§ **Exercise objective**
Every record below should be written out exactly; pictures stay out.

(Stored data)
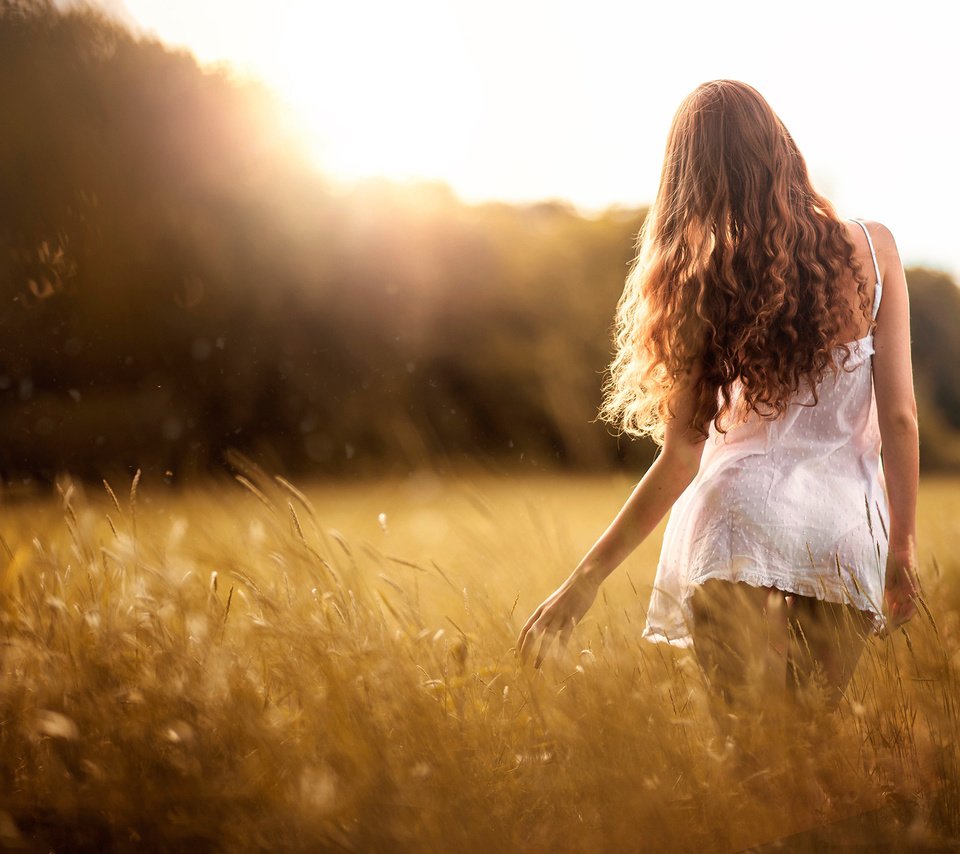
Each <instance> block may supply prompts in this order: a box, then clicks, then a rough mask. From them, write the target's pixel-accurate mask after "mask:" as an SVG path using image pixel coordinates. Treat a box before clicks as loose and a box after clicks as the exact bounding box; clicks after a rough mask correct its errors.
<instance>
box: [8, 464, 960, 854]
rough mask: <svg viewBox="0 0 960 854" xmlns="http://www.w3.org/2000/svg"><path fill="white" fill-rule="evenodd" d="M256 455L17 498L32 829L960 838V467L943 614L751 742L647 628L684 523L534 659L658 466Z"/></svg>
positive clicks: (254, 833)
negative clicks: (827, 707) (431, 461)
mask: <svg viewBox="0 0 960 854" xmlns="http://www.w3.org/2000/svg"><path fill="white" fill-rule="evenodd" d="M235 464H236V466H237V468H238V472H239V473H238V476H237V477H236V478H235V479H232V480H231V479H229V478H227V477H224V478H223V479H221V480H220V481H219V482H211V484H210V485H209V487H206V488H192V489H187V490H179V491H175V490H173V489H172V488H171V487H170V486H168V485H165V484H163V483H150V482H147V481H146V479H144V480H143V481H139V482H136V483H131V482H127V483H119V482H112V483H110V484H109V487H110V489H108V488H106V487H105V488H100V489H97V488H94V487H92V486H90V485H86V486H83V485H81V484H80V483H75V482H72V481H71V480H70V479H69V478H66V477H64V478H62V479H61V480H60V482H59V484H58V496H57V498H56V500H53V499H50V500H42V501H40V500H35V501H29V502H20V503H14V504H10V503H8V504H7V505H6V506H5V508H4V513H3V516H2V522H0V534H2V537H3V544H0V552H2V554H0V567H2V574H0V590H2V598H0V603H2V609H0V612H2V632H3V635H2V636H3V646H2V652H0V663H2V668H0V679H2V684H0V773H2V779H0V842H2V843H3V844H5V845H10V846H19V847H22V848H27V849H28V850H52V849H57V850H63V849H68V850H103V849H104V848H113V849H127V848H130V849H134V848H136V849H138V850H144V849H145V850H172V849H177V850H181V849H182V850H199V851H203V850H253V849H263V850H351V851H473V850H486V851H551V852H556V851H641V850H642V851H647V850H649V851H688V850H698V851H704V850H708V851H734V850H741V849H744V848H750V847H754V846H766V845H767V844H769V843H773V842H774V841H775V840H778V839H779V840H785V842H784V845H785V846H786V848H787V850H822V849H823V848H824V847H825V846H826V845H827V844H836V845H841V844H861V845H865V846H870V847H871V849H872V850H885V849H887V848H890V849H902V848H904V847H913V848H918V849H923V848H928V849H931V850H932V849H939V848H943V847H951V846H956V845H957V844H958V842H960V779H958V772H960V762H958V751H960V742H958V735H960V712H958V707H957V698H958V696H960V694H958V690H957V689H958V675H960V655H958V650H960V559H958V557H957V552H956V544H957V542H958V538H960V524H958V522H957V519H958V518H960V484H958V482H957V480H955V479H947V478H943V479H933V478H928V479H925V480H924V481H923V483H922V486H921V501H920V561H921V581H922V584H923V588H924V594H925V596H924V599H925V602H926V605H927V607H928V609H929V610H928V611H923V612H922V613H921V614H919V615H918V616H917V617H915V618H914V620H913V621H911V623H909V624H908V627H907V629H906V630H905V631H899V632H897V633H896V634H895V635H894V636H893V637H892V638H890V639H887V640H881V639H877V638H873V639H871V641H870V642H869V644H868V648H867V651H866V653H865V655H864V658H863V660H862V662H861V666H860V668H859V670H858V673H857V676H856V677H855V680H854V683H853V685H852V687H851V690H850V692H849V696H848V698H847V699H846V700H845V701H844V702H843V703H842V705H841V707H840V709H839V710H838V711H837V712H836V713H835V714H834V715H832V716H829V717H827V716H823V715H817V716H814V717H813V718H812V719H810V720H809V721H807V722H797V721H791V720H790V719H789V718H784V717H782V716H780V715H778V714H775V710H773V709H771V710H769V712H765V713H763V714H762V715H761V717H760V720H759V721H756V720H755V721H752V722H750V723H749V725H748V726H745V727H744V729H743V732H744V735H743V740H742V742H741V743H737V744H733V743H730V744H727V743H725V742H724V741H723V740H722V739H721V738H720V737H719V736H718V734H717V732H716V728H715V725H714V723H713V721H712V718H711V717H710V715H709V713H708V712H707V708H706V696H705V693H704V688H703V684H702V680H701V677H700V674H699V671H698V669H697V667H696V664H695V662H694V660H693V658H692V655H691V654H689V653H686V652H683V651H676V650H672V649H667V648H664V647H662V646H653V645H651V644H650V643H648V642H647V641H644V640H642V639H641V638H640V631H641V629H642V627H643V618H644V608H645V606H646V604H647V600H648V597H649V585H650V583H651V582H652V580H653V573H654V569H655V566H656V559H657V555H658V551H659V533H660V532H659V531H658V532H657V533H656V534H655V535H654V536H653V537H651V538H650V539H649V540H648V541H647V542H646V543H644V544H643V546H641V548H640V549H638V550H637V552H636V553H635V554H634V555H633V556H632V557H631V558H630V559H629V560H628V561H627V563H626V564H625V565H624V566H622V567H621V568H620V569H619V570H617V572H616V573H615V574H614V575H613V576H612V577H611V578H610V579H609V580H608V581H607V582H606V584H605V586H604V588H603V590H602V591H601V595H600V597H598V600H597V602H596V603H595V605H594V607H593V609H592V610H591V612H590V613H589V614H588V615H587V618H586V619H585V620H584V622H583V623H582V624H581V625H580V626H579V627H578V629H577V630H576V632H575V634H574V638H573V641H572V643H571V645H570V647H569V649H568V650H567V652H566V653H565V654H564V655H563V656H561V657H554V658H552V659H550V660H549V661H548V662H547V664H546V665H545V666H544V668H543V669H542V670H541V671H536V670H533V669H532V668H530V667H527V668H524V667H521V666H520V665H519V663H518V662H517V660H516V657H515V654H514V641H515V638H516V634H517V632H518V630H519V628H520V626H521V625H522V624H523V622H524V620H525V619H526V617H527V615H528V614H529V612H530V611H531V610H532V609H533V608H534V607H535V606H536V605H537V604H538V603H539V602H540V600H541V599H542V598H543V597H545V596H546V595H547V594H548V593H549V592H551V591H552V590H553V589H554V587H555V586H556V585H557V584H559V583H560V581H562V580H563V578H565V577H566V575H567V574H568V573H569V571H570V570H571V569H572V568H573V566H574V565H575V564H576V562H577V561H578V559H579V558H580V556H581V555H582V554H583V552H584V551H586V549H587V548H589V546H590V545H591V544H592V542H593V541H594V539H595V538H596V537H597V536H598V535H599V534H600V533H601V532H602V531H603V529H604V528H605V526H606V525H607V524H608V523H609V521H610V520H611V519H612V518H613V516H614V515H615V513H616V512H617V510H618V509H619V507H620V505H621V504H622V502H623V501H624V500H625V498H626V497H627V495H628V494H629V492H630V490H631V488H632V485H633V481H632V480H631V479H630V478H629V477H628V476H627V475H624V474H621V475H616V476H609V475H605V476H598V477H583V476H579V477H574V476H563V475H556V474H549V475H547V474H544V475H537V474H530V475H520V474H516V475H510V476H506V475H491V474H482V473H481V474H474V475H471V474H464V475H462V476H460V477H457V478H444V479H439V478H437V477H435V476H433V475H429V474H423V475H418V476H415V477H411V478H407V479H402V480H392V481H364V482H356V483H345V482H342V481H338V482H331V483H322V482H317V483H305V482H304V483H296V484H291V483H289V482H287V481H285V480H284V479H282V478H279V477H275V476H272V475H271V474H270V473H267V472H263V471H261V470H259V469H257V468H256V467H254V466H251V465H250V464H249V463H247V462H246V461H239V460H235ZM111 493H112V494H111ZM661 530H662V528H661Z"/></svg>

§ **Task answer**
Each <instance> block may supply prompts in this order: a box, then clicks, then a rough mask. From them, write the target's pixel-accurate mask after "mask:" as an SVG path using image pixel coordinates. Treat a box before clicks as loose and a box after clicks as the exact bounding box; clicks after a rough mask correct its errors.
<instance>
box: [8, 464, 960, 854]
rough mask: <svg viewBox="0 0 960 854" xmlns="http://www.w3.org/2000/svg"><path fill="white" fill-rule="evenodd" d="M256 455L17 498L32 829L960 838V467L943 614L751 742L647 628L684 523L534 659L658 466Z"/></svg>
positive clicks: (254, 833)
negative clicks: (827, 707) (431, 461)
mask: <svg viewBox="0 0 960 854" xmlns="http://www.w3.org/2000/svg"><path fill="white" fill-rule="evenodd" d="M235 464H236V466H237V468H238V472H239V473H238V476H237V477H236V478H235V479H232V480H231V479H229V478H227V477H224V478H223V479H221V480H220V481H219V482H211V484H210V485H209V487H206V488H192V489H187V490H179V491H175V490H173V489H172V488H171V487H170V486H168V485H165V484H163V483H150V482H147V481H146V479H144V480H143V481H139V482H136V483H131V482H127V483H119V482H112V483H110V484H109V487H110V489H108V488H106V487H105V488H100V489H97V488H94V487H92V486H90V485H86V486H83V485H81V484H80V483H75V482H72V481H71V480H70V479H69V478H66V477H64V478H62V479H61V480H60V482H59V484H58V496H57V498H56V500H53V499H50V500H42V501H40V500H35V501H29V502H20V503H14V504H10V503H8V504H7V505H6V506H5V508H4V513H3V516H2V522H0V534H2V537H3V544H0V552H2V554H0V567H2V574H0V590H2V598H0V603H2V609H0V612H2V632H3V635H2V636H3V646H2V652H0V663H2V668H0V679H2V684H0V773H2V779H0V842H2V843H3V844H5V845H10V846H19V847H22V848H27V849H28V850H52V849H57V850H63V849H68V850H103V849H104V848H113V849H127V848H130V849H134V848H136V849H138V850H144V849H145V850H172V849H177V850H181V849H182V850H199V851H203V850H253V849H263V850H351V851H473V850H486V851H551V852H556V851H641V850H642V851H647V850H649V851H688V850H698V851H704V850H708V851H734V850H741V849H744V848H750V847H754V846H766V845H767V844H769V843H773V842H774V841H775V840H778V839H779V840H785V842H784V845H785V846H786V848H787V850H822V849H823V848H824V847H825V846H826V845H827V844H836V845H841V844H861V845H865V846H870V847H871V849H872V850H885V849H887V848H890V849H902V848H904V847H913V848H918V849H923V848H928V849H931V850H932V849H939V848H943V847H951V846H956V845H957V844H958V842H960V779H958V772H960V762H958V751H960V742H958V735H960V712H958V707H957V698H958V696H960V694H958V690H957V689H958V675H960V655H958V650H960V559H958V557H957V552H956V544H957V542H958V538H960V524H958V522H957V519H958V518H960V484H958V482H957V480H955V479H947V478H943V479H933V478H928V479H925V480H924V481H923V483H922V486H921V501H920V561H921V581H922V584H923V588H924V594H925V596H924V599H925V602H926V605H927V607H928V609H929V610H928V611H923V612H922V613H921V614H919V615H918V616H917V617H915V618H914V620H913V621H911V623H909V624H908V627H907V629H906V630H905V631H899V632H897V633H896V634H895V635H894V636H893V637H892V638H890V639H887V640H881V639H877V638H873V639H871V641H870V642H869V644H868V648H867V651H866V653H865V655H864V658H863V660H862V662H861V666H860V668H859V670H858V673H857V676H856V677H855V680H854V683H853V685H852V687H851V690H850V692H849V696H848V698H847V699H846V700H845V701H844V702H843V703H842V705H841V707H840V709H839V710H838V711H837V712H836V713H835V714H834V715H832V716H829V717H827V716H823V715H817V716H814V717H813V718H812V719H810V720H809V721H807V722H797V721H791V720H790V719H789V718H784V717H782V716H780V715H778V714H775V710H773V709H771V710H769V712H765V713H763V714H762V715H761V717H760V720H759V721H756V720H755V721H752V722H750V723H749V725H748V726H745V727H744V729H743V732H744V735H743V740H742V742H741V743H737V744H733V743H730V744H727V743H725V742H724V741H723V740H722V739H721V738H720V737H719V736H718V734H717V732H716V728H715V725H714V723H713V721H712V718H711V717H710V715H709V713H708V712H707V708H706V696H705V693H704V688H703V684H702V680H701V677H700V674H699V671H698V669H697V667H696V664H695V662H694V660H693V658H692V655H691V654H689V653H686V652H683V651H676V650H672V649H667V648H664V647H662V646H653V645H651V644H650V643H648V642H647V641H644V640H642V639H641V638H640V631H641V629H642V627H643V618H644V608H645V606H646V604H647V600H648V597H649V585H650V583H651V582H652V580H653V573H654V569H655V566H656V559H657V555H658V551H659V533H660V532H659V531H658V532H657V533H656V534H655V535H654V536H653V537H651V538H650V539H649V540H648V541H647V542H646V543H644V544H643V546H641V548H640V549H638V550H637V552H636V553H635V554H634V555H633V556H632V557H631V558H630V559H629V560H628V561H627V563H626V564H625V565H624V566H622V567H621V568H620V569H619V570H617V572H616V573H615V574H614V575H613V576H612V577H611V578H610V579H609V580H608V581H607V582H606V584H605V586H604V588H603V590H602V591H601V595H600V597H598V600H597V602H596V603H595V605H594V607H593V609H592V610H591V612H590V613H589V614H588V615H587V618H586V619H585V620H584V622H583V623H582V624H581V625H580V626H579V627H578V629H577V630H576V632H575V634H574V638H573V641H572V643H571V645H570V647H569V649H568V650H567V652H566V653H565V654H564V655H563V656H561V657H554V658H552V659H550V660H549V661H548V662H547V664H546V665H545V666H544V668H543V669H542V670H541V671H536V670H533V669H532V668H530V667H527V668H524V667H521V666H520V665H519V663H518V662H517V660H516V657H515V654H514V641H515V638H516V634H517V632H518V630H519V628H520V626H521V625H522V624H523V622H524V620H525V619H526V617H527V615H528V614H529V612H530V611H531V610H532V609H533V608H534V607H535V606H536V605H537V604H538V603H539V602H540V600H541V599H542V598H543V597H545V596H546V595H547V594H548V593H549V592H551V591H552V590H553V589H554V587H555V586H556V585H557V584H559V583H560V581H562V580H563V578H565V577H566V575H567V574H568V573H569V571H570V570H571V569H572V568H573V566H574V565H575V564H576V562H577V561H578V559H579V558H580V556H581V555H582V554H583V552H584V551H586V549H587V548H589V546H590V545H591V544H592V542H593V541H594V539H595V538H596V537H597V536H598V535H599V534H600V533H601V532H602V531H603V529H604V528H605V526H606V525H607V524H608V523H609V521H610V520H611V519H612V518H613V516H614V515H615V513H616V512H617V510H618V509H619V507H620V505H621V504H622V502H623V501H624V500H625V498H626V497H627V495H628V494H629V492H630V490H631V488H632V485H633V481H632V480H631V479H630V478H629V477H628V476H627V475H624V474H621V475H616V476H609V475H605V476H598V477H583V476H579V477H574V476H563V475H556V474H549V475H547V474H544V475H537V474H530V475H520V474H516V475H510V476H506V475H491V474H482V473H481V474H474V475H471V474H464V475H462V476H460V477H457V478H444V479H439V478H437V477H435V476H433V475H429V474H423V475H418V476H415V477H411V478H407V479H402V480H392V481H364V482H356V483H345V482H342V481H338V482H331V483H322V482H317V483H305V482H304V483H296V484H291V483H289V482H287V481H285V480H284V479H282V478H279V477H275V476H272V475H271V474H270V473H267V472H263V471H261V470H259V469H257V468H256V467H254V466H251V465H250V464H249V463H247V462H246V461H239V460H235ZM111 493H112V494H111ZM661 530H662V528H661Z"/></svg>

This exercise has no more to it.